▶ **Text passage**:
+--

Submitted by admin on Thursday, 5 February 2009No Comment

Tales of the Pretty

On a recent afternoon, four women met at an Upper East Side restaurant to discuss what it’s like to be an extremely beautiful young woman in New York City. About what it’s like to be sought after, paid for, bothered, envied, misunderstood, and just plain gorgeous—
All before the age of twenty-five.
Camilla was the first to arrive. Five feet ten, pale white skin, big lips, round cheekbones, tiny nose—Camilla is twenty-five but says she “feel old.” She began modeling at sixteen. When I first met her, months ago downtown, she was doing her duty as a “date” to a well-known television producer, which meant she was smiling and speaking back when someone asked her a question. Other than that, she was making very little effort, except to occasionally light her own cigarettes.
Women like Camilla don’t need to make much effort, especially with men. While many women would have killed to have a date with Scotty, the TV producer, Camilla told me she had been bored. “He’s not my type,” she said. Too old (early forties), not attractive enough, not rich enough. She said she’d recently returned from a trip to St. Moritz with a young, titled European—that, she said, wsa her idea of fun. The fact that Scotty is indisputably one of the most eligibale bachelors in New York meant nothing to her. She was the prize, not Scotty.
The other three women were late, so Camilla kept talking. “I’m not a bitch,” she said, looking around the restaurant, “but most of the girls in New York are just idiots. Airheads. They can’t even carry on a conversation. They don’t know which fork to use. They don’t know how to tip the maid at someone’s country house.”

+--

▶ **Goals**:
**a.** According to the text passage, at what age did Camilla begin modeling?
**b.** Please copy the stretch of the text passage from "Submitted by admin" through "age of twenty-five.".

+--

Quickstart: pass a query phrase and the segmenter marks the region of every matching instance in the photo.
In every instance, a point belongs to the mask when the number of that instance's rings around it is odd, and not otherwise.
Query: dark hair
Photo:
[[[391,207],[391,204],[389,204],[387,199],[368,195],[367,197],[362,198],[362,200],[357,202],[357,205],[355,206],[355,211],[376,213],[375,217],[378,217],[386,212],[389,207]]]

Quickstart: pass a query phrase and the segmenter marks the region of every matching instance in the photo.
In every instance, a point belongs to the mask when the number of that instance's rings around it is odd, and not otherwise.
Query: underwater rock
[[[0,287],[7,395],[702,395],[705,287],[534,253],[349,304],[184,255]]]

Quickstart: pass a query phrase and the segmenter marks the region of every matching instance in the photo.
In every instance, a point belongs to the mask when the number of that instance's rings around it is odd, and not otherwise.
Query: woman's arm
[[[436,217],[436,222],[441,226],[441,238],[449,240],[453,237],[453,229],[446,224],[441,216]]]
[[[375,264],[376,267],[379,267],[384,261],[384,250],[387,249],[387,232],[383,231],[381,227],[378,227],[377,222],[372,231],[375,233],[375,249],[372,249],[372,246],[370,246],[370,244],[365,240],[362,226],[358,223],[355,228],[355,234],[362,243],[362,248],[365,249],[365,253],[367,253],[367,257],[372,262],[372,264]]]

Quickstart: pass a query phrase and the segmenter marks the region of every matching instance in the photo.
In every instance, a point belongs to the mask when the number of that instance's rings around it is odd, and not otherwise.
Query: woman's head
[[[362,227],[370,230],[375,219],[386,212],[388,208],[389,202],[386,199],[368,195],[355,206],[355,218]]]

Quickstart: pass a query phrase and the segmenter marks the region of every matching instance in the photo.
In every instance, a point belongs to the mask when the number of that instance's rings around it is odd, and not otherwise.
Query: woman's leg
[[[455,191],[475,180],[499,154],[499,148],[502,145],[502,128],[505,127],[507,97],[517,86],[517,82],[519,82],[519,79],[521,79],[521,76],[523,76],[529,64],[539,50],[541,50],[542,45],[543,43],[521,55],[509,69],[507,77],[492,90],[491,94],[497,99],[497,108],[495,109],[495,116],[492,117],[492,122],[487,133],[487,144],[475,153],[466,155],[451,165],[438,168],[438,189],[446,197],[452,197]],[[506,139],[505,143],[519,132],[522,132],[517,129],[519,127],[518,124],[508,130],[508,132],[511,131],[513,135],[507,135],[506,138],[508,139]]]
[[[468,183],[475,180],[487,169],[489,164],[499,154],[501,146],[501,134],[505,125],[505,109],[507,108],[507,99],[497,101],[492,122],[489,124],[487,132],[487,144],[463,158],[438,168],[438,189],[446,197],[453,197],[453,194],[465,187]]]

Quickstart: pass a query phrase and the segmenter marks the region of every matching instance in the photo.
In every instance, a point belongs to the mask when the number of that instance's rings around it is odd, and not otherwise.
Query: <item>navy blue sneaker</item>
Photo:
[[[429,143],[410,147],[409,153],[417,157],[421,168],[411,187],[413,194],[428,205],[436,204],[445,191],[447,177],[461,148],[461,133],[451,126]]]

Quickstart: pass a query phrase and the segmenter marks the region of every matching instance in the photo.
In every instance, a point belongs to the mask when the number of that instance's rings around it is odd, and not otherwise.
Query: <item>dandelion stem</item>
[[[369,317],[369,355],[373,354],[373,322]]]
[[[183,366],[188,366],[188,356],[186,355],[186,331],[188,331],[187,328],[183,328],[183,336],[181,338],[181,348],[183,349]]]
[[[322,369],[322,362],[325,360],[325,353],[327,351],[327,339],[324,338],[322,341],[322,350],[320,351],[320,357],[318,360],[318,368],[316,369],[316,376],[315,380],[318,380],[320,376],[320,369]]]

+--

▶ **Outputs for the tasks**:
**a.** At sixteen.

**b.**
Submitted by admin on Thursday, 5 February 2009No Comment

Tales of the Pretty

On a recent afternoon, four women met at an Upper East Side restaurant to discuss what it’s like to be an extremely beautiful young woman in New York City. About what it’s like to be sought after, paid for, bothered, envied, misunderstood, and just plain gorgeous—
All before the age of twenty-five.